How to complete this task
Please transcribe every record below exactly, leaving out the pictures.

--- Data supplied ---

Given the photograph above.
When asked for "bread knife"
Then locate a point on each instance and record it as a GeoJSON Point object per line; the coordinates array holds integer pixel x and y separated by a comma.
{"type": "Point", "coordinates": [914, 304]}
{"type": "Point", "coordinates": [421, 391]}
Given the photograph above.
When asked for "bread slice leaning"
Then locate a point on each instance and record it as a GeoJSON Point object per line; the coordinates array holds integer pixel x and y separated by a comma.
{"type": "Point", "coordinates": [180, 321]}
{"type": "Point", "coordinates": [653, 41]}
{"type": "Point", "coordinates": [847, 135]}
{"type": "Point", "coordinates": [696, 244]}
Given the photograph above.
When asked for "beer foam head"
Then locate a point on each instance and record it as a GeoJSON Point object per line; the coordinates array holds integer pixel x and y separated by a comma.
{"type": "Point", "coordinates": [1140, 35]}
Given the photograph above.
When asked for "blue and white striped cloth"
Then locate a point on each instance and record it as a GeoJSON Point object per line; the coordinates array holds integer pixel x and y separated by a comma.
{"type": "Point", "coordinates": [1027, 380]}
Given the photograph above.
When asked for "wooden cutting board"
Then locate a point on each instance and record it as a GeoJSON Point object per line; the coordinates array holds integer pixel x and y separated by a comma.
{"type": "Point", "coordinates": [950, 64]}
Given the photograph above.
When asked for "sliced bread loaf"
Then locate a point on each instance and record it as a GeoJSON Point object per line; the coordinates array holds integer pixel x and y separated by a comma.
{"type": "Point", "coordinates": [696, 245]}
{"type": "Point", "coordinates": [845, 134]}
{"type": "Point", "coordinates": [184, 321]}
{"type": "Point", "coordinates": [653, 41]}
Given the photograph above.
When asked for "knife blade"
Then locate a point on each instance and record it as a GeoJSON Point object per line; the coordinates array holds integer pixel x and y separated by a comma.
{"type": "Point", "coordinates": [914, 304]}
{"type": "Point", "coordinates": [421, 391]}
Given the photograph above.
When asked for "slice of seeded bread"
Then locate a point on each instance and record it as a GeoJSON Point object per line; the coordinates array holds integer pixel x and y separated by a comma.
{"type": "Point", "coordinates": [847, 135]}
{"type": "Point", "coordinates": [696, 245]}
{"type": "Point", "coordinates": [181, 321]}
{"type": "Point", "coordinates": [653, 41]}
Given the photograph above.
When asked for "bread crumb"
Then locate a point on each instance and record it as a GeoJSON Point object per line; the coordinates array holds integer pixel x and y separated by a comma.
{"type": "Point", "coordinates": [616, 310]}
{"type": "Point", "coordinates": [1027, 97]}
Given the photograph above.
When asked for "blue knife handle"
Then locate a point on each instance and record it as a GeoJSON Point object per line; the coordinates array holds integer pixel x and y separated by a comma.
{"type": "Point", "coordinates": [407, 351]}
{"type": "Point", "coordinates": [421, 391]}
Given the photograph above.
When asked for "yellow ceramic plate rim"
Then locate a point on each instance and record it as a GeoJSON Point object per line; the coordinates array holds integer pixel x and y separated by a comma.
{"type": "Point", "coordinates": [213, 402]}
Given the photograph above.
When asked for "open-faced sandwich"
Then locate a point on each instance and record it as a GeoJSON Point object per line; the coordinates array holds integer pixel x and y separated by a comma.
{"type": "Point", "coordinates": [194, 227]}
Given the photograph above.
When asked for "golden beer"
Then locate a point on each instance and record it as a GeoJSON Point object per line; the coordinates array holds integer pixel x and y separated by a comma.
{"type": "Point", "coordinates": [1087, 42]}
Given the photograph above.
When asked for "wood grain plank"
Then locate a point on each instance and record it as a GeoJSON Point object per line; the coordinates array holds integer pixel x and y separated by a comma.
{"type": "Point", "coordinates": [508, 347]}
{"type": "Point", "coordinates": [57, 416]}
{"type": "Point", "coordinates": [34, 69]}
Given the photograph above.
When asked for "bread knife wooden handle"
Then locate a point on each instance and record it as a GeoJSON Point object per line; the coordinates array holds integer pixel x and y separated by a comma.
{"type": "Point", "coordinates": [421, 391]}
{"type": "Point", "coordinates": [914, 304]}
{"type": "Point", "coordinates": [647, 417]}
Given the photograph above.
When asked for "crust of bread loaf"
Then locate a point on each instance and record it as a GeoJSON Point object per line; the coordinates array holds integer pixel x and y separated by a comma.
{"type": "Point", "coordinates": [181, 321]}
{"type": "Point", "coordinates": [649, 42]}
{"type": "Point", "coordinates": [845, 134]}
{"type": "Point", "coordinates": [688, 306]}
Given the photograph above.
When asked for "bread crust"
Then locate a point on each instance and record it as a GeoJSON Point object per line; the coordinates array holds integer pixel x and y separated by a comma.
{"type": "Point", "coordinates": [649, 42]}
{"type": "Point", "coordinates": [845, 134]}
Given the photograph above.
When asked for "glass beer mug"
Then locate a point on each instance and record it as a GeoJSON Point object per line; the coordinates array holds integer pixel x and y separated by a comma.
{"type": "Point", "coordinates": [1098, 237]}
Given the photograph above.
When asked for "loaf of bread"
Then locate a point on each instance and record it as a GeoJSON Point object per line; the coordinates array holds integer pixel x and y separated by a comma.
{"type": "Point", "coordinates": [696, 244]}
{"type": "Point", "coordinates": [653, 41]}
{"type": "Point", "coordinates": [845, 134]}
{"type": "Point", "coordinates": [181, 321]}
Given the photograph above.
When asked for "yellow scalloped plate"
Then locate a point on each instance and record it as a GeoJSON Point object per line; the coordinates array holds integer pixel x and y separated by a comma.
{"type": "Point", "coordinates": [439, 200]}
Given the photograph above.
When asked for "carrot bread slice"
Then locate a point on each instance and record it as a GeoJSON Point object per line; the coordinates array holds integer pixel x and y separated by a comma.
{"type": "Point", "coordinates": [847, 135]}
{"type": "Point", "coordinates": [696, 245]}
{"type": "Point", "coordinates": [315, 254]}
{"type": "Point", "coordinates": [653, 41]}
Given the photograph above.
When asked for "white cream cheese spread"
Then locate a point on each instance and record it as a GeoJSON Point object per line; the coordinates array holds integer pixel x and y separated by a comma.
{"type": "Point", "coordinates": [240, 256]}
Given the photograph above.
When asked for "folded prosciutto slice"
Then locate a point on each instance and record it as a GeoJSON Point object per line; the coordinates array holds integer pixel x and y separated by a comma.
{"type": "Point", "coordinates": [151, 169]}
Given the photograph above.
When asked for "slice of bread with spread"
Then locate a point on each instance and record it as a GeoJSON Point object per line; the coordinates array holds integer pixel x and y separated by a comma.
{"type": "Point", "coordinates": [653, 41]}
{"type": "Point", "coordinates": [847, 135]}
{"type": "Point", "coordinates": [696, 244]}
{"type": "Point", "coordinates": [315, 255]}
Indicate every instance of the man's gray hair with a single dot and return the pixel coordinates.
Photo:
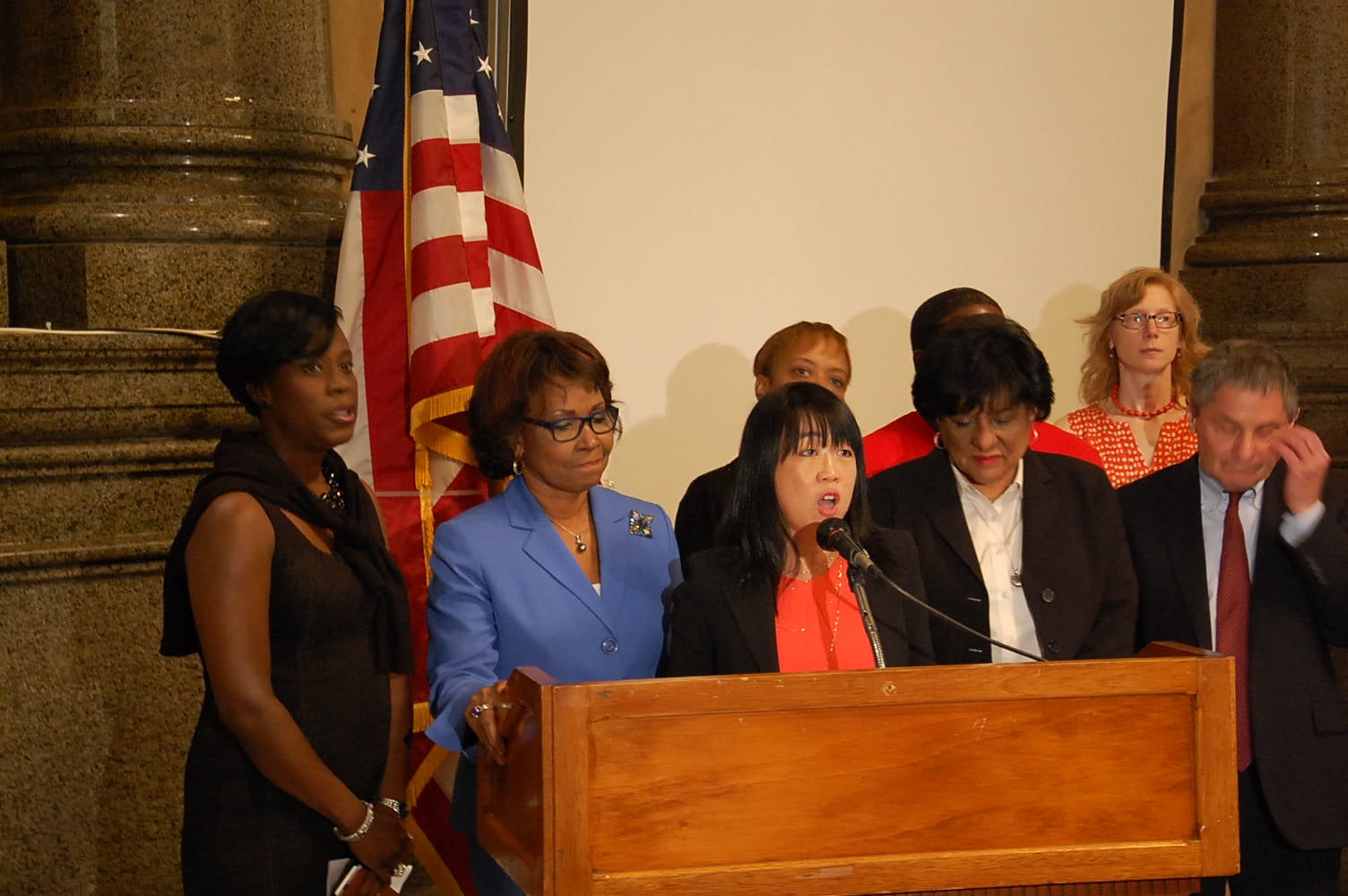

---

Response to this exercise
Given the photograph above.
When asked for "bread knife"
Then locate a point on each instance and record it as a GeoJSON Point object per line; the coordinates array holds integer pixel x and y separated by a comma.
{"type": "Point", "coordinates": [914, 304]}
{"type": "Point", "coordinates": [421, 391]}
Given the photograph above.
When asked for "bread slice leaning"
Then locate a point on each instance and record it as a GeoJSON Point object per line; the coordinates array holds integer pixel x and y separated by a comma.
{"type": "Point", "coordinates": [180, 321]}
{"type": "Point", "coordinates": [653, 41]}
{"type": "Point", "coordinates": [847, 135]}
{"type": "Point", "coordinates": [696, 244]}
Given the photograph above.
When asked for "beer foam head"
Then locate a point on each instance and record it as a GeoJSON Point object per line; the coordinates array holds integer pixel x and y separated by a comma.
{"type": "Point", "coordinates": [1140, 35]}
Given the photograph above.
When asked for "blue and white striped cloth"
Then locate a point on each instance and record it as a GeoJSON Point object per line; the coordinates array holds integer pixel x and y separated by a comma.
{"type": "Point", "coordinates": [1027, 380]}
Given the photograph above.
When asked for "wooden cutting board"
Then locate a point on each instance and record it as a GeoJSON Point object per line; the coordinates array holds integer pixel x and y separated by a comma.
{"type": "Point", "coordinates": [950, 64]}
Given the photograph above.
When asked for "sliced bread loaf"
Then locate a point on each instance and record it as a GeoJSON Point object per line; the coordinates array holds integer pixel x and y separated by a comma.
{"type": "Point", "coordinates": [696, 245]}
{"type": "Point", "coordinates": [845, 134]}
{"type": "Point", "coordinates": [184, 321]}
{"type": "Point", "coordinates": [653, 41]}
Given the photograph above.
When asked for "knife blade"
Then locate a point on each instance and record it as a GeoJSON Point object per line; the coordinates array holds integer pixel x and y separated by a comma.
{"type": "Point", "coordinates": [914, 304]}
{"type": "Point", "coordinates": [421, 391]}
Given the photograph above.
When asked for "slice of seeded bread"
Then locate a point on each instance and record it as a GeoJSON Point object per line; the coordinates array holds integer pixel x and y separated by a comma.
{"type": "Point", "coordinates": [847, 135]}
{"type": "Point", "coordinates": [696, 245]}
{"type": "Point", "coordinates": [181, 321]}
{"type": "Point", "coordinates": [653, 41]}
Given the photograph above.
When asked for "bread crumb"
Then locate a point on each instance and record it as a GeoJSON Point object per line; the coordinates array holds integer pixel x and y separated by a comma.
{"type": "Point", "coordinates": [616, 310]}
{"type": "Point", "coordinates": [1027, 97]}
Given the photograph above.
When asked for "blue knife handle"
Then locate a point on each instance and record it as a GeoJSON Point object per line; the coordinates array holds integer pixel x and y separated by a comma.
{"type": "Point", "coordinates": [407, 351]}
{"type": "Point", "coordinates": [421, 391]}
Given the photograph above.
When asked for "yellow ceramic plate rim"
Then locate a point on each instance and record it as a GeoJSON Point object per line; the coordinates array holds integer pixel x and y separated by a comma.
{"type": "Point", "coordinates": [213, 402]}
Given the photograph above.
When asked for "open-faced sandwich"
Then locate a point on each instance and record it as a GeoJSON Point object per line; the coordinates array holds integer pixel x and y separated by a comma.
{"type": "Point", "coordinates": [194, 227]}
Given the photograph above.
When asked for "golden beer"
Then locate a point on each instance and record it as a GeoJSON Point object per line; the coordinates array holds integer pixel x and y separated by a comma.
{"type": "Point", "coordinates": [1087, 42]}
Given the photograph above.
When asked for "wood grain plank"
Then locate a point on each instance and record it as a GeoJSON Point object per line; the coordinates array holds integer pixel x and y separated by a comma.
{"type": "Point", "coordinates": [508, 347]}
{"type": "Point", "coordinates": [57, 416]}
{"type": "Point", "coordinates": [34, 69]}
Given the photograph above.
When asked for "bread knife wooden handle"
Then locate a point on each instance and record it as a GeoJSON Point object per line; the coordinates array holds integer pixel x and y separated by a comma.
{"type": "Point", "coordinates": [421, 391]}
{"type": "Point", "coordinates": [914, 304]}
{"type": "Point", "coordinates": [647, 417]}
Given the photograph above.
When asked for "crust of bread loaf"
Then locate a point on each instance and record it as a GeoJSON Point object per line; the coordinates array holds integer pixel x and y separated by a comma.
{"type": "Point", "coordinates": [181, 321]}
{"type": "Point", "coordinates": [649, 42]}
{"type": "Point", "coordinates": [845, 134]}
{"type": "Point", "coordinates": [688, 306]}
Given the photograph above.
When asked for "bread crust"
Then locate a point on each instance and record it as a GeoJSON Point object per line; the coordinates array holds integer pixel x and y separated by a comma.
{"type": "Point", "coordinates": [649, 42]}
{"type": "Point", "coordinates": [845, 134]}
Given the photograph above.
When asked for "glass beer mug"
Then locate a point on each instance and record it as a GeoJSON Point object per line; the coordinates array holds integer pixel x and y separated by a comma.
{"type": "Point", "coordinates": [1098, 237]}
Given the photograph above.
When asked for "loaf of bread"
Then locate a point on each instance and record it as a GeoJSON Point object per line; the coordinates array holds integer pixel x and y separated by a comma.
{"type": "Point", "coordinates": [696, 244]}
{"type": "Point", "coordinates": [653, 41]}
{"type": "Point", "coordinates": [845, 134]}
{"type": "Point", "coordinates": [181, 321]}
Given the photograph above.
When asked for "yellow scalloped plate"
Then locate a point on each instance and record it as a GeoJSON Point object per line; the coordinates array holds integer pixel x and y separated by a comma.
{"type": "Point", "coordinates": [439, 200]}
Given the photograph above.
When asked for "carrot bread slice"
Then locate a point on each instance and record it as a GeoJSON Point object per line; the coordinates array holds integer pixel x and y separated by a comma.
{"type": "Point", "coordinates": [847, 135]}
{"type": "Point", "coordinates": [696, 245]}
{"type": "Point", "coordinates": [315, 254]}
{"type": "Point", "coordinates": [653, 41]}
Given the photograph above.
When asked for "white cream cheese spread"
Then locate a point on each instance and record it as a GeoJSON Point object per line; the coordinates array holds integer pixel x and y separated by a comma.
{"type": "Point", "coordinates": [240, 256]}
Given the photograph above.
When asked for "folded prosciutto slice"
Then locate a point on each instance and record it as a GeoJSON Point object per line; the coordinates array holds integer pixel x and y separated by a comma.
{"type": "Point", "coordinates": [151, 169]}
Given the photograph above.
When asked for "slice of bread with spread"
Then locate a point on each instance and record it as a GeoJSON Point object per line; the coordinates array holds integer pixel x and y separated by a comma.
{"type": "Point", "coordinates": [653, 41]}
{"type": "Point", "coordinates": [847, 135]}
{"type": "Point", "coordinates": [696, 244]}
{"type": "Point", "coordinates": [315, 255]}
Indicate every instance of the man's gray hair with a single dot and return the pixel coordinates.
Photo:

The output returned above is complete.